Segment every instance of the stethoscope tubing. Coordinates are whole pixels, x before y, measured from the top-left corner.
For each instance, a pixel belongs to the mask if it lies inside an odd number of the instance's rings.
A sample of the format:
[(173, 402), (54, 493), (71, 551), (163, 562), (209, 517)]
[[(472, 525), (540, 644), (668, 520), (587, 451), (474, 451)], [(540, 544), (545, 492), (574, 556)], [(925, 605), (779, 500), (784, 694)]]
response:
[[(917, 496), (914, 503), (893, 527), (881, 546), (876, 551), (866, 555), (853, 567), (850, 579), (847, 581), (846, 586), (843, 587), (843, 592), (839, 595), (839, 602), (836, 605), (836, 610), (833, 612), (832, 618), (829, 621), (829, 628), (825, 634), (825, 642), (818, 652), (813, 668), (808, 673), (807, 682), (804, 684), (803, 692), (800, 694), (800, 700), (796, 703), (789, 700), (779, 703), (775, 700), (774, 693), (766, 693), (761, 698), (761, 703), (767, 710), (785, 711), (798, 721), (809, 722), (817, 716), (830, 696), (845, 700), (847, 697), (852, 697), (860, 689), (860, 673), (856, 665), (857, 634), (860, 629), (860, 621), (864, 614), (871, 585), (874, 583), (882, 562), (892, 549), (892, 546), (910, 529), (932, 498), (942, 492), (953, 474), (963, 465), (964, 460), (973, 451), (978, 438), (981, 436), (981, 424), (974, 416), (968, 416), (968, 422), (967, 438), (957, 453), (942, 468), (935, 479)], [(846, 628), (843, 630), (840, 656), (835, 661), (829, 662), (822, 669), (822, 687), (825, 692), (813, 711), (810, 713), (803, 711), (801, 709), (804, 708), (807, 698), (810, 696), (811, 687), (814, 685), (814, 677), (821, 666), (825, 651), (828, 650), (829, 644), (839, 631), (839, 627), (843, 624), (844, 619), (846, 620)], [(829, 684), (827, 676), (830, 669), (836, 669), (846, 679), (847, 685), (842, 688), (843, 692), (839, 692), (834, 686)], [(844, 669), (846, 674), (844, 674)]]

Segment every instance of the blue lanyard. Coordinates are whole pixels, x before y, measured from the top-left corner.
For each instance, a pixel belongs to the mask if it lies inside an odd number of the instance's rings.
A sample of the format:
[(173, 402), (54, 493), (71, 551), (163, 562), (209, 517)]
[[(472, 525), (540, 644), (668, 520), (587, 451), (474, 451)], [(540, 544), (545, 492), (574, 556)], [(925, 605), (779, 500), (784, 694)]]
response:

Goal of the exercise ▸ Look above for lines with the word "left" and copy them all.

Output for this task ▸
Segment every instance of the stethoscope tubing. Coordinates are whole pixels, x before y, measured from the top-left corner.
Segment every instance of the blue lanyard. Coordinates are whole pixels, x before y, measured from the top-left corner.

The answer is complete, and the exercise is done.